** Opening Provided records block **

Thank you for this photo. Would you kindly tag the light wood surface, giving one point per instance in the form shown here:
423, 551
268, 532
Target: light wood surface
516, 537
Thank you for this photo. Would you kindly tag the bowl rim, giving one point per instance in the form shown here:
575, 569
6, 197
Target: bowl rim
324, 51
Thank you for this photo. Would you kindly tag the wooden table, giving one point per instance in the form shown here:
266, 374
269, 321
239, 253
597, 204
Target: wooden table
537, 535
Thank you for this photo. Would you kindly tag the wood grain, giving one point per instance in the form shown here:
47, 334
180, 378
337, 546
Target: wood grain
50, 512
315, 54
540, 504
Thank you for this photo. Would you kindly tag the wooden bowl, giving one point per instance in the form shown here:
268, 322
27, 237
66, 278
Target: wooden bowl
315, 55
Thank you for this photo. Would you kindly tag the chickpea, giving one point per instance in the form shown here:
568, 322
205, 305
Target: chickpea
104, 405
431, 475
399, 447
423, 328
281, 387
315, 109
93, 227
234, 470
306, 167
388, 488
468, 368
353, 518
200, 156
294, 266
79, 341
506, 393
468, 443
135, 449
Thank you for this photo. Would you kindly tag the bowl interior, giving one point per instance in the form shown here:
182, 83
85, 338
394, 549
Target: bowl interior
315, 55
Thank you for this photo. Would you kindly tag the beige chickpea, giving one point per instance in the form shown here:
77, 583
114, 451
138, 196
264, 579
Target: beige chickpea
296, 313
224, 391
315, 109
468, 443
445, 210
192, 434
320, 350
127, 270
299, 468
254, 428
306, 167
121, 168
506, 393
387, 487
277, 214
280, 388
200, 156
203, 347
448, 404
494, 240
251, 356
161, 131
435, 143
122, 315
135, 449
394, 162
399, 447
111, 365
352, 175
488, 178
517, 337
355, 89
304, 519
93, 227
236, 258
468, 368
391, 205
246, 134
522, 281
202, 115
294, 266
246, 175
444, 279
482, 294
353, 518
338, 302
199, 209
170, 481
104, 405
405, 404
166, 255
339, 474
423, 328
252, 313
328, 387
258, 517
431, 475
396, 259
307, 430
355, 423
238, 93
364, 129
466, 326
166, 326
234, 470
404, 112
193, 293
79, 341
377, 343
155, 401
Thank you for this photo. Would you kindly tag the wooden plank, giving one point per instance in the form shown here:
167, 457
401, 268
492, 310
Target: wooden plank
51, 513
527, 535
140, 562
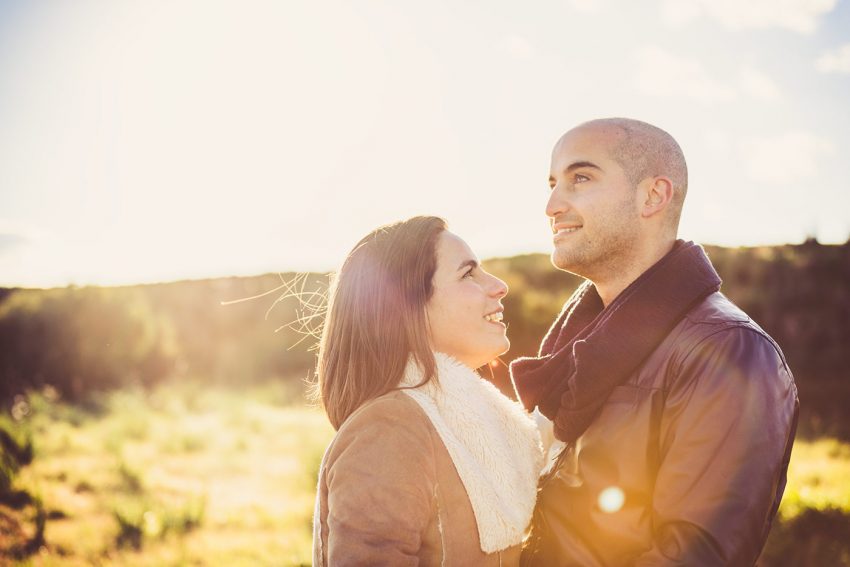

** Closing Provided records block **

▸ What is required: Collect the lines of the records that include the string "instance".

▸ Answer to this task:
Thank you for this photo. Would you kindly tag the light wood surface, giving one point per instance in the form shown here:
Thank you for this photo. Would you kindly tag the bowl rim, giving one point per instance in the form shown here:
Thank you for this photo. Would you kindly tag the wooden table, giving one point per instance in the form shown here:
Thank you for this photo. Would you kindly tag the wood grain, giving one point per instance in the form shown here:
Thank you for this photo. Would you kindly tag the wooden bowl, giving one point per instance in the form shown here:
Thank you for this photo. Would you kindly tag the chickpea, giving one point per instance in the form shown here:
Thank you for this photo. Would you kindly tag the bowl interior, giving one point per instance in the form shown here:
Thank you for this photo. Would you kindly tag the beige chickpea, giving one point per instance in the form shown here:
Thank you for this photo. Would you kindly tag the wooden plank, giving one point per instance in the form shown here:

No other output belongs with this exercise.